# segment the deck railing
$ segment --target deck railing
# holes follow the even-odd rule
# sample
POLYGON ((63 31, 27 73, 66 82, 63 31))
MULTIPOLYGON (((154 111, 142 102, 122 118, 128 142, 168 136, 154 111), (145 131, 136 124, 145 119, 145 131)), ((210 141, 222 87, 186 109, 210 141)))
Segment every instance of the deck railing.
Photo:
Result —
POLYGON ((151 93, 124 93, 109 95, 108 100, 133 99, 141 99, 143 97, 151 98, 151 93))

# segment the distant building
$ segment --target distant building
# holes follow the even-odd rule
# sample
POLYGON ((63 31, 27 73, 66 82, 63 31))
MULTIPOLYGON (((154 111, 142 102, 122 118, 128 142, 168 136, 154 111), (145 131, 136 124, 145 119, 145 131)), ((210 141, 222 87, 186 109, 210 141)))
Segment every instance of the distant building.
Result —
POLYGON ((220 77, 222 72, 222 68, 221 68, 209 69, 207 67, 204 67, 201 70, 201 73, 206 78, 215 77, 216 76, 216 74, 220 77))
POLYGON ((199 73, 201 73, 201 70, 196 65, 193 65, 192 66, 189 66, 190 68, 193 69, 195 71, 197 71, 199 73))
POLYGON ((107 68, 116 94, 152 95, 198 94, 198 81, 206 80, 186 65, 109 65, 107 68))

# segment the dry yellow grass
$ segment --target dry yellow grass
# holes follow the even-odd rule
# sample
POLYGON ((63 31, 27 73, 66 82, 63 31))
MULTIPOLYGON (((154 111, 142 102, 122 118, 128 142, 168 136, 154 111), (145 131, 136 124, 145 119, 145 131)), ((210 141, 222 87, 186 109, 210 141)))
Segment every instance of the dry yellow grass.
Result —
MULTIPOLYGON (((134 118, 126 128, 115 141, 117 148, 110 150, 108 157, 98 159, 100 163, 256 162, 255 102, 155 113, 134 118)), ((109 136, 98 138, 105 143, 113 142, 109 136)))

» **To do**
Transcribe all entries exactly as they are given.

» **Response to this task**
# segment the deck railing
$ segment --target deck railing
# holes follow the even-odd rule
# sample
POLYGON ((63 31, 27 73, 66 82, 63 31))
MULTIPOLYGON (((154 111, 142 102, 122 118, 128 142, 168 136, 154 111), (145 131, 136 124, 145 119, 145 131)), ((210 141, 222 87, 186 109, 210 141)))
Segment every instance of the deck railing.
Photo:
Result —
POLYGON ((151 93, 124 93, 109 95, 108 100, 133 99, 141 99, 143 97, 151 98, 151 93))

# segment the distant building
$ segment --target distant building
# holes follow the even-odd rule
# sample
POLYGON ((63 31, 27 73, 66 82, 63 31))
MULTIPOLYGON (((154 111, 142 102, 122 118, 128 142, 168 136, 154 111), (145 131, 136 124, 145 119, 145 131)), ((210 141, 222 87, 186 109, 210 141)))
Segment every instance of the distant building.
Result —
POLYGON ((220 77, 222 72, 222 68, 221 68, 209 69, 207 67, 204 67, 201 70, 201 73, 206 78, 215 77, 216 76, 216 74, 220 77))
POLYGON ((199 73, 201 73, 201 70, 196 65, 193 65, 192 66, 189 66, 190 68, 193 69, 195 71, 197 71, 199 73))
POLYGON ((107 68, 116 94, 152 95, 198 94, 198 81, 206 80, 186 65, 109 65, 107 68))

# segment the dry yellow grass
$ segment --target dry yellow grass
# holes follow the even-odd rule
# sample
POLYGON ((63 31, 27 73, 66 82, 63 31))
MULTIPOLYGON (((154 111, 142 102, 122 118, 128 142, 168 136, 154 111), (145 131, 136 124, 145 119, 145 131)), ((210 141, 222 87, 186 109, 210 141)))
Segment every instance of the dry yellow grass.
Result —
MULTIPOLYGON (((134 118, 126 128, 115 141, 117 148, 110 150, 108 157, 98 159, 100 163, 256 162, 255 102, 155 113, 134 118)), ((109 136, 98 138, 105 143, 113 142, 109 136)))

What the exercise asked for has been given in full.